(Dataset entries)

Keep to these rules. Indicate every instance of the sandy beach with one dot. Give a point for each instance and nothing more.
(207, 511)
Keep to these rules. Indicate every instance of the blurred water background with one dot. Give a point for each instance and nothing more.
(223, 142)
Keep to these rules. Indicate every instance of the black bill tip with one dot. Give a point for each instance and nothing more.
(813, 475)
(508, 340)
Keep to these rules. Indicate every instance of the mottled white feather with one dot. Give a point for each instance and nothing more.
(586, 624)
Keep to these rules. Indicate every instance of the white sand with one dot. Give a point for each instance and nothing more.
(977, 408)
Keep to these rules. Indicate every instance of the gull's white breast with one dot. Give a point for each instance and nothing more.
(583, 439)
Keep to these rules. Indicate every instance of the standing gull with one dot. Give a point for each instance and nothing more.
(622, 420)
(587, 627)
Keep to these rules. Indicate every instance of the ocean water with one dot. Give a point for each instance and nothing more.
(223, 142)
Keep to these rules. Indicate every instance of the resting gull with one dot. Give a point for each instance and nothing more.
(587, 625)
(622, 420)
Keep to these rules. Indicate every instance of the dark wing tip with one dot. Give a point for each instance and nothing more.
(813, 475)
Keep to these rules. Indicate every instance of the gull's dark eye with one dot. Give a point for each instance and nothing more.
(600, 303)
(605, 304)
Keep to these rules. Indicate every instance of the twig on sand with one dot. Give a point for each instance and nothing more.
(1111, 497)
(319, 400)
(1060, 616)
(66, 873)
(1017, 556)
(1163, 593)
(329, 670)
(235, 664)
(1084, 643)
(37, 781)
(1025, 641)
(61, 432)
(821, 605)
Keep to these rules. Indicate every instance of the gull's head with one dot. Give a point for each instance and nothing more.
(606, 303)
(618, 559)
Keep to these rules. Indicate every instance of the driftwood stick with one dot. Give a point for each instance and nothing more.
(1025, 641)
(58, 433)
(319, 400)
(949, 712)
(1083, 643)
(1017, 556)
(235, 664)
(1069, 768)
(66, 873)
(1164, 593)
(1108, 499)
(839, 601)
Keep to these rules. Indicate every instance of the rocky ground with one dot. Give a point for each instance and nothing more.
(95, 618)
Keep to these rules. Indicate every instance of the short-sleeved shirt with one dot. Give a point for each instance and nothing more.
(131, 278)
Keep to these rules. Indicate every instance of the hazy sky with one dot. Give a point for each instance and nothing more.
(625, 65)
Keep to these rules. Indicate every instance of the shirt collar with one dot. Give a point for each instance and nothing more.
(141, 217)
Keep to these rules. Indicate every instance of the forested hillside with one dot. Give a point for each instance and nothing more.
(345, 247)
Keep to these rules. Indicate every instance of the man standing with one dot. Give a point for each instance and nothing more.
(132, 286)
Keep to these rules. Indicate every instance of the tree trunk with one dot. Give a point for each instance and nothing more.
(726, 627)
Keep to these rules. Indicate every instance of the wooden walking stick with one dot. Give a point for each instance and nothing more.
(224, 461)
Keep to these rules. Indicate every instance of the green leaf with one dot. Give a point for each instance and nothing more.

Problem requirements :: Only the lines from the one that holds "Keep to these rules. Indicate every instance of the gull's head" through the end of the records should appear in the answer, each restated exactly.

Your solution ::
Keep to these rules. Indicate every instance of the gull's head with one dot. Give a point for each instance and nothing more.
(606, 303)
(618, 559)
Keep to these rules. Indicate every instance of the driftwood stick with one dot. Give a point for each instance and nothing more.
(1025, 641)
(58, 433)
(319, 400)
(949, 712)
(1083, 643)
(1017, 556)
(235, 664)
(1069, 768)
(66, 873)
(1164, 593)
(1108, 499)
(839, 601)
Keep to these rules. Indicate every instance of the rocky ground with one dot. Give a point for each instance and nothing more.
(95, 618)
Keep to these rules. Indicate every instance of the short-sleeved shirt with one dot. Give a point for each instance and nothing more.
(131, 278)
Keep to these rules. Indicate every instance of the hazy sky with one dot. Give a point for each instance and nothing more.
(625, 65)
Keep to these rules. Indicate every instance of the shirt collar with one dot. Give a point for each instance and nothing more.
(141, 217)
Keep to these rules. Indicate every instance of the forested hillside with one dot. Give a point for each instance and nothing more.
(345, 247)
Keep to these rules. Indicate every instance of the man standing with one dot. Give a point for each instance and nothing more.
(132, 286)
Keep to these rules. Indicate every instance of the tree trunk with one dot. Give a point for each instance and nothing more.
(726, 627)
Keep to these rules. Indicate every instance of the wooden walking stick with one dot. Give a point for each instance and nothing more.
(224, 461)
Keep to these rules. Indicate every instance of the green leaf with one dot. Give a point for each instance and nothing more.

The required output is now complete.